Data entries
┌────────
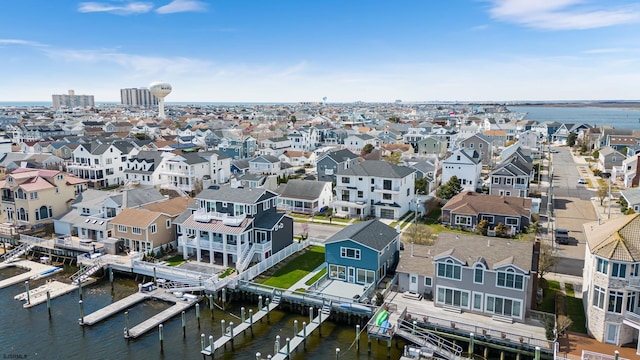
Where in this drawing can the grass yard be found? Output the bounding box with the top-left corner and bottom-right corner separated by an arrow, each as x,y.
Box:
164,254 -> 186,266
258,246 -> 324,289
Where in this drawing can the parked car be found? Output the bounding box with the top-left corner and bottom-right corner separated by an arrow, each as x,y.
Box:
556,228 -> 569,245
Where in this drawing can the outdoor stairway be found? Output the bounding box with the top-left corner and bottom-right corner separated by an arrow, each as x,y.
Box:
4,243 -> 33,264
71,260 -> 102,285
396,320 -> 467,360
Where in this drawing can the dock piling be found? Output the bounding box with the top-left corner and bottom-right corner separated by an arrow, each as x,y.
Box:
180,310 -> 187,338
196,304 -> 200,329
24,280 -> 31,304
47,290 -> 51,317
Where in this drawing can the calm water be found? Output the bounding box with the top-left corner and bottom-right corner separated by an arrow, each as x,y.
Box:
509,106 -> 640,129
0,269 -> 402,360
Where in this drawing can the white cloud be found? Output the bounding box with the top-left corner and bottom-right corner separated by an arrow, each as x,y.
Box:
156,0 -> 207,14
78,1 -> 153,15
489,0 -> 640,30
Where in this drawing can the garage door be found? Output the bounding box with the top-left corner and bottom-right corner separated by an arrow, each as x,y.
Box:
380,209 -> 395,219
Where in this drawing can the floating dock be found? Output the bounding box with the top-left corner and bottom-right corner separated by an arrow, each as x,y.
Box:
14,278 -> 96,309
80,292 -> 151,326
201,297 -> 280,356
0,260 -> 60,289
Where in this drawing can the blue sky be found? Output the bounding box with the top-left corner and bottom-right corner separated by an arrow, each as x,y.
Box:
0,0 -> 640,102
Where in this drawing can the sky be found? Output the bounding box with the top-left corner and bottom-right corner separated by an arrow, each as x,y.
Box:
0,0 -> 640,103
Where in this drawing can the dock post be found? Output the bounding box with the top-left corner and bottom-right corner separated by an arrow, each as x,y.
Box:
207,294 -> 213,320
302,321 -> 307,350
180,310 -> 187,338
249,309 -> 253,336
469,333 -> 475,357
24,280 -> 31,304
125,310 -> 129,338
47,290 -> 51,317
78,300 -> 84,323
196,304 -> 200,329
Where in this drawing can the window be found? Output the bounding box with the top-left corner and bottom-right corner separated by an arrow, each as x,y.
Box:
607,291 -> 624,314
473,265 -> 484,284
596,259 -> 609,275
340,247 -> 360,260
487,296 -> 522,318
438,260 -> 462,280
454,215 -> 471,226
611,263 -> 627,279
497,269 -> 524,290
436,287 -> 469,308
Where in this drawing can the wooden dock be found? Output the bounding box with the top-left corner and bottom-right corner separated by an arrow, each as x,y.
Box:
124,296 -> 197,339
201,298 -> 280,356
0,260 -> 59,289
80,292 -> 151,325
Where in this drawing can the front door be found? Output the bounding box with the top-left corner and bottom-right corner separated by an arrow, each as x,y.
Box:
409,274 -> 418,293
347,267 -> 356,283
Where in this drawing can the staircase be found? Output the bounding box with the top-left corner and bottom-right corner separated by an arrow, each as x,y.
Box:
396,320 -> 466,360
3,243 -> 33,264
236,244 -> 256,273
71,259 -> 102,285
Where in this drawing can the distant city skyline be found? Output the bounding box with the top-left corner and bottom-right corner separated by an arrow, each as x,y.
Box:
0,0 -> 640,103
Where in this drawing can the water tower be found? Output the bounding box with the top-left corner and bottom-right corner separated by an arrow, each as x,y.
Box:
149,81 -> 171,119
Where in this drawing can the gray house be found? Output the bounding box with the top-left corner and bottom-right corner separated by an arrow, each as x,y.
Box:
316,149 -> 358,182
396,232 -> 539,322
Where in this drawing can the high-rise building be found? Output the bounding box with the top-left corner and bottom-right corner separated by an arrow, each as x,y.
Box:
120,88 -> 158,108
51,90 -> 95,109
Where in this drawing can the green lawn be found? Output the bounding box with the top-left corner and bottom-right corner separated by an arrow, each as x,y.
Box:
258,246 -> 324,289
165,254 -> 186,266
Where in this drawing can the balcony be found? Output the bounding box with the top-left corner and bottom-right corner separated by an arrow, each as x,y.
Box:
193,209 -> 247,226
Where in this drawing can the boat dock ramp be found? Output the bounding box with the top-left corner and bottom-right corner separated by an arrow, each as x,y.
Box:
0,260 -> 60,289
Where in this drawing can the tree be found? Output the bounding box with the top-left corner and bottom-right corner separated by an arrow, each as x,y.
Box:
538,242 -> 558,278
437,175 -> 462,200
596,186 -> 609,206
360,144 -> 373,155
385,151 -> 400,165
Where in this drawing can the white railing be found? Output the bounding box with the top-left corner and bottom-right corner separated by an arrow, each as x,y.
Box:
580,350 -> 629,360
193,209 -> 247,226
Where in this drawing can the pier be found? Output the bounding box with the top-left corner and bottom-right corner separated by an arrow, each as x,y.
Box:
0,260 -> 60,289
201,296 -> 280,356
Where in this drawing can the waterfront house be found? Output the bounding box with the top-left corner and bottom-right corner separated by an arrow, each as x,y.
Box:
442,149 -> 482,191
0,168 -> 87,225
396,232 -> 539,322
325,219 -> 400,286
582,214 -> 640,354
275,179 -> 333,215
175,185 -> 293,271
333,160 -> 415,219
441,191 -> 531,235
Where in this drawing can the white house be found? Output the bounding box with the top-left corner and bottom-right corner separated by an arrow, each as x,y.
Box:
442,149 -> 482,191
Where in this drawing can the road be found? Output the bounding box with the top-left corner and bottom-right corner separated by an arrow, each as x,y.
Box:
552,147 -> 598,276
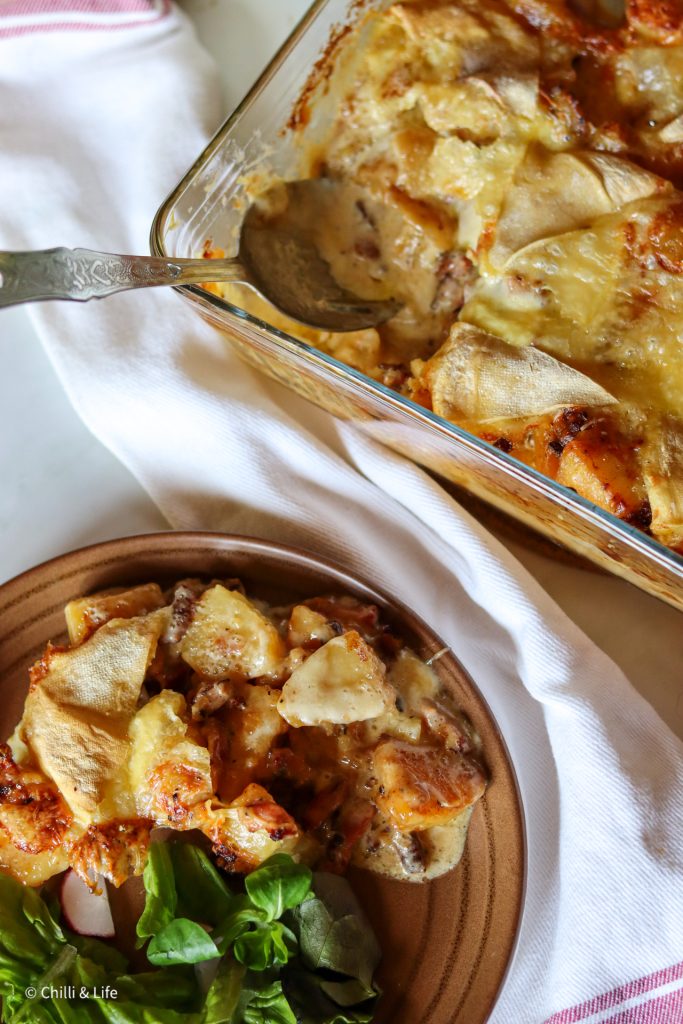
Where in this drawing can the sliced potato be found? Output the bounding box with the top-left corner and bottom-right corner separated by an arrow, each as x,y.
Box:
643,423 -> 683,549
219,683 -> 287,801
0,828 -> 69,886
557,420 -> 645,519
278,630 -> 396,726
422,323 -> 615,425
180,584 -> 287,679
65,583 -> 165,647
373,739 -> 486,831
129,690 -> 213,828
202,782 -> 300,872
287,604 -> 335,647
20,609 -> 167,825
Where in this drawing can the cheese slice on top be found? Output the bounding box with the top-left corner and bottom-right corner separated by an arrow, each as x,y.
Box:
278,630 -> 396,726
19,609 -> 167,825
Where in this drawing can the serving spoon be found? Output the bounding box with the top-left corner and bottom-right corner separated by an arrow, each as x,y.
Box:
0,178 -> 400,331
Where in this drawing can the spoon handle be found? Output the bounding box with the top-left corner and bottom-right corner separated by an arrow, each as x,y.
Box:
0,248 -> 249,307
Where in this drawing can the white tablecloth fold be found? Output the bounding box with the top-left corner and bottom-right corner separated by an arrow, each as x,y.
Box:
0,0 -> 683,1024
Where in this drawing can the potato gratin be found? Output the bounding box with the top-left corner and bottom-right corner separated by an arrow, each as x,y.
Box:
216,0 -> 683,551
0,580 -> 485,885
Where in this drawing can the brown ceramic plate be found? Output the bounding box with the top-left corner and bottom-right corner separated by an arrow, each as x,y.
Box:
0,532 -> 525,1024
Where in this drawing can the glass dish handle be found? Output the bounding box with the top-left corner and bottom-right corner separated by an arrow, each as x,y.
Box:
0,248 -> 249,307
└────────
• **Prompt**
Please identify every line in the records above that contains the word "spoon" and copy each one. Case counts.

• **Output for this exercise**
Where in this drawing can the serving spoon be found? Output the bounding box with the top-left corner and bottom-right corner separated by an arrow, each as x,y.
Where in this drawing can the spoon handle be found? Output the bounding box with the top-left corner and bottom-right corner separated by an arrow, each as x,y.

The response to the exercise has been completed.